__Source extract__:
..............................

The lotus leaf effect also inspired a biomedical application developed by the Instrument Technology Research Center of the National Applied Research Laboratories of Taiwan in the form of a liquid-drop centering function within an intra-chip diagnosis unit. The incorporation of a concentric series of progressively changing micro-textured regions provides the facility with which blood, plasma, medication or other fluid may be spatially positioned for examination or treatment in automatic analysis processes.

Another equally revolutionary bio-inspired product arose from the study of Arctic species of fish. They exist in sea-water at temperatures that are below zero Celsius. To prevent the water within their own systems from forming ice crystals, such animals have evolved specialized proteins in their own blood that are referred to as ice-structuring proteins (ISPs).10 These proteins inhibit the formation of ice crystals from pure water in temperatures at which water would normally freeze. Unilever scientists have harvested the analog of this polar fish ISP from specially processed yeast and are developing it for use in some of their commercially marketed ice cream products to improve its transportability and texture.

The practice of designing and developing applications for optical functions through bio-inspiration has gained considerable momentum in the last decade. This arose from the realization that biological systems have evolved distinctive advantageous methods to manipulate the propagation of light and color. The rapid growth of the field of technological photonics from the early 1990s emphatically helped to establish an awareness and appreciation of the nature and extent of the photonics-based designs that are to be found among biological systems.11

The field of photonics is founded on the principles by which electromagnetic radiation may be manipulated strongly when it interacts with periodic variations in refractive index. Simple systems, such as grooves on a compact disc or antireflection coatings on spectacle lenses, are unsophisticated examples of this. In these examples, spectral colors are observed due to the diffractive effect of compact discs' grooves, while colored reflection is observed from lenses due to interference in their multilayer coating. This form of color generation is distinctly different from that produced by light absorption in pigments or dyes. The latter is produced by chromophores; these are pigments which selectively absorb some wavelengths while scattering others. Photonic systems, conversely, manipulate light directly by coherent scattering.12 This allows some bands of wavelength to propagate through the system in question while preventing others. Those bands that are inhibited from propagating are reflected, creating or contributing to the system's colored appearance. Common examples of this are the blue feathers on a peacock, or the silver scales on some fish.

..............................

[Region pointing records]
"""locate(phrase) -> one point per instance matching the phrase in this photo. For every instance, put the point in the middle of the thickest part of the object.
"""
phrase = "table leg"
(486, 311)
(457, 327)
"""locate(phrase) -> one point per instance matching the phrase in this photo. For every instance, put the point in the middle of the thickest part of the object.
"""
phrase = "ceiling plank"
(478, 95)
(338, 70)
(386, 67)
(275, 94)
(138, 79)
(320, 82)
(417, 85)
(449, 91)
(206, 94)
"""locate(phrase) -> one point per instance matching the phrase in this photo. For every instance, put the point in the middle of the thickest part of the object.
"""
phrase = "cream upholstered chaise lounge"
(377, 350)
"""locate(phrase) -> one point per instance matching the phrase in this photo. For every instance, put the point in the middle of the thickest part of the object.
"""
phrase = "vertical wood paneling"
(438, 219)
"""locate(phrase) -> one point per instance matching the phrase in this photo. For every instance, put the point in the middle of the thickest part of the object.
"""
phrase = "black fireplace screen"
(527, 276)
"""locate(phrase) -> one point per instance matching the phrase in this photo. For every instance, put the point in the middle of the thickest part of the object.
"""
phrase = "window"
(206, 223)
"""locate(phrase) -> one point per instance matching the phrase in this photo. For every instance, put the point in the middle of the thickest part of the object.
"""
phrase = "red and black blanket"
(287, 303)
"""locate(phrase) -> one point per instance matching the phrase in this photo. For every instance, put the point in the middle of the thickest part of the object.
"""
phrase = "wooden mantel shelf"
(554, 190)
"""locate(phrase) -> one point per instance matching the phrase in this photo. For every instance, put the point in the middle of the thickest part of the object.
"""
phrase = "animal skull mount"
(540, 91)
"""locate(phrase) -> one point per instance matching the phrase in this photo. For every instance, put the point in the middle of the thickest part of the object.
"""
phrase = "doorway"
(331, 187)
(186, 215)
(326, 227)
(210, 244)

..............................

__Required work__:
a. In the bio-inspired design passage, what do Unilever scientists harvest the analog of the polar fish ISP from?
b. Resume the bio-inspired design passage after its final sentence.
The records come from a separate source, unrelated to the bio-inspired design passage.

__Numbered responses__:
a. Specially processed yeast.

b.
In certain animal and plant species, photonic-based colored appearances, namely those associated with the presence of arrays of periodic micro- and nano-structure, are very highly evolved. They offer the host animal or plant distinct selection advantages in aspects of intraspecific communication, crypsis from or for predation, light collection and in enhancing the working function of visual systems.11 Many of these systems have been very well investigated and characterized.13 Among these are the systems responsible for the brilliant blue iridescent color of Morpho butterflies (Figure 5a); the highly reflective colored feathers of some hummingbird feathers; the ultra-bright whiteness of certain beetle scales; the calcitic microlensing that adorns the tentacles of some brittlestars and the extremely efficient fluorescent scales that cover some Papilio butterflies. The physical mechanisms underpinning highly efficient light collection in biological systems, many associated with those of animal eyes, also have been the subject of detailed study. Many different and distinctive naturally evolved designs for manipulating light and color have been discovered in the course of these studies. Their common theme is frequently the degree to which they have been optimized for their various intended purposes. Since their discoveries, their designs have inspired and continue to inspire specific optical, photonic, biomedical, industrial and more general appearance-related applications.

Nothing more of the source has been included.